__Para fazer__
1: Liste todas as pessoas que o texto sobre as plataformas e a desinformação eleitoral cita pelo nome.
2: Prossiga com o texto sobre as plataformas e a desinformação eleitoral a partir do ponto em que ele termina.

Ester Borges, que conduz um estudo com a equipe do Internetlab sobre as políticas das empresas de tecnologia, pontua que as plataformas têm atuado no sentido de combater a desinformação sobre o sistema eleitoral em si, e não em relação à desinformação sobre candidatos, a não ser que sejam acionadas judicialmente.

No entanto, mesmo com o compromisso, a atuação ainda não é eficaz e não segue um padrão. Em julho deste ano, por exemplo, o YouTube removeu uma live do presidente Jair Bolsonaro com informações falsas sobre o processo eleitora. A live, no entanto, foi veiculada um ano atrás, em julho de 2021. No mesmo dia, o presidente fez uma outra live destacando as mesmas informações falsas, que só foi removida no dia 10 de agosto.

Um dos pontos do documento, portanto, destaca exatamente isso: As plataformas não devem permitir a veiculação de conteúdos com alegação infundada de fraude eleitoral ou ataque direto à integridade do sistema eleitoral, dada sua capacidade de minar a confiança no sistema eleitoral e no processo democrático. “Nós entendemos que está na mão das plataformas uma resposta efetiva. A ausência de resposta delas significará um ambiente certamente mais afetado pela desinformação, portanto a nossa expectativa é que elas reconheçam essa responsabilidade e possam atuar naquilo em que ainda não fizeram”, expressa Brant.

(Entradas de um conjunto de dados)

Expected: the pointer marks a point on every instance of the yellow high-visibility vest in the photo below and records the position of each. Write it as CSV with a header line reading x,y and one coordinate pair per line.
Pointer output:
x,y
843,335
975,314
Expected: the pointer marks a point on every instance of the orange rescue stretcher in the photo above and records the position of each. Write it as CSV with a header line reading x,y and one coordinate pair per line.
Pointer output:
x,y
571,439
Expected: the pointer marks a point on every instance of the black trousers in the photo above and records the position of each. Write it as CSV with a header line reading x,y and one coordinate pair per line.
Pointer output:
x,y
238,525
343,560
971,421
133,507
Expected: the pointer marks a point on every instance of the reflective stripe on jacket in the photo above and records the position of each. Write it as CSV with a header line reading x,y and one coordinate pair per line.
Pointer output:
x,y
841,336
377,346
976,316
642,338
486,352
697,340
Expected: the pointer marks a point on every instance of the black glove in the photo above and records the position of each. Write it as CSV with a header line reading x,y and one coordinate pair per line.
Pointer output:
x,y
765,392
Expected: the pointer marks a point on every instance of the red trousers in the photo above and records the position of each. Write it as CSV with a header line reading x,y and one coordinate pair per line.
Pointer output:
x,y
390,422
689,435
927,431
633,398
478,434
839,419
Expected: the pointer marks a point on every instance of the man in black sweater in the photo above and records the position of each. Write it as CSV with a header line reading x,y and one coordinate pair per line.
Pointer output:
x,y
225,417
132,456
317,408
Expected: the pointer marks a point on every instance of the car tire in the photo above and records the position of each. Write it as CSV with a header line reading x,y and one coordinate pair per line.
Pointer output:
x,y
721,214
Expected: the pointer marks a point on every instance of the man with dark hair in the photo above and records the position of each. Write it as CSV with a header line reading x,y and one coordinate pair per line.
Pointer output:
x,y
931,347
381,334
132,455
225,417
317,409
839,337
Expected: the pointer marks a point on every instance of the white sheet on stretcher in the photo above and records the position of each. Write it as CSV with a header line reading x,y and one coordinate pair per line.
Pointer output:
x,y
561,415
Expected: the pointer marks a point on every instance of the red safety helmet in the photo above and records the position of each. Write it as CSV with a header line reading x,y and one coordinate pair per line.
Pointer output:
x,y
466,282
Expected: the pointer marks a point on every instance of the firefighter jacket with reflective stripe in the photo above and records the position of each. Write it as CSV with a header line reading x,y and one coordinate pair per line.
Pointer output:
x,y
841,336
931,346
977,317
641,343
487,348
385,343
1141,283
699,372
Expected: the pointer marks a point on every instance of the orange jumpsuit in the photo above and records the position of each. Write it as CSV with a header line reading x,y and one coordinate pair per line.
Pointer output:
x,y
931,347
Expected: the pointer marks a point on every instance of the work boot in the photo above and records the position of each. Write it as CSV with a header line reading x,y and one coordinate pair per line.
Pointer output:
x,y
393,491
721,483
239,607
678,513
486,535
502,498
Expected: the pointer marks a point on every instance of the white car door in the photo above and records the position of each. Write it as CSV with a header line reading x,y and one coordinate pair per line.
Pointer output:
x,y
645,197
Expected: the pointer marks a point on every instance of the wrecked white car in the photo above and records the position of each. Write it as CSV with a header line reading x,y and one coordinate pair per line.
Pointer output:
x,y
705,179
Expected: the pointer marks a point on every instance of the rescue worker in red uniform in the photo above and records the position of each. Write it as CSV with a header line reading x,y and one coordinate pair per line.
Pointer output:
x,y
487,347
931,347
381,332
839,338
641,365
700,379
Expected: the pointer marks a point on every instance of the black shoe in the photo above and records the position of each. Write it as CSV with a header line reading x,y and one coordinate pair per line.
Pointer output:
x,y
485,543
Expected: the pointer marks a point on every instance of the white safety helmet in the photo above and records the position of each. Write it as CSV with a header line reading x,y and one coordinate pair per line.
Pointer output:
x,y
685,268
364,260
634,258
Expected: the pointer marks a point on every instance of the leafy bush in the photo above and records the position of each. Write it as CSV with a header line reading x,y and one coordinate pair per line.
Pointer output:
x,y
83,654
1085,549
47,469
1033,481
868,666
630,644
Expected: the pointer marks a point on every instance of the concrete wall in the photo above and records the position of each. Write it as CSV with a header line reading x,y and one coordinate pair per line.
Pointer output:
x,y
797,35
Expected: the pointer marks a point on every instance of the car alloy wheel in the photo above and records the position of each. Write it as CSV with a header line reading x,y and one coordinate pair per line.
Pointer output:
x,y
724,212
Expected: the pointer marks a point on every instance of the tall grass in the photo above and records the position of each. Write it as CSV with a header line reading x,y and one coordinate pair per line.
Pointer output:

__Respostas do exercício__
1: Ester Borges, Jair Bolsonaro, Brant

2:
Além da remoção em si, o documento pontua que é preciso que se tenha transparência de como ocorre essa remoção. Por isso, entre as 15 diretrizes indicadas no documento, está a necessidade de que as plataformas apontem quantas pessoas, dentro de suas equipes, estão dedicadas à proteção da integridade eleitoral e que falam português e compreendem o contexto local. 

 “A gente precisa que pessoas que entendam o contexto brasileiro estejam trabalhando nessa filtragem tanto da desinformação, quanto do discurso de ódio e da violência política, porque existem muitas coisas que não são tão óbvias. Quando a gente fala de violência política contra grupos minoritários, por exemplo, isso não fica tão claro isso, não é tão explícito. A gente tem vários momentos cinzas, uma ironia, um sarcasmo, coisas que muitas vezes uma filtragem de conteúdo automática não vai pegar”, pontua Borges.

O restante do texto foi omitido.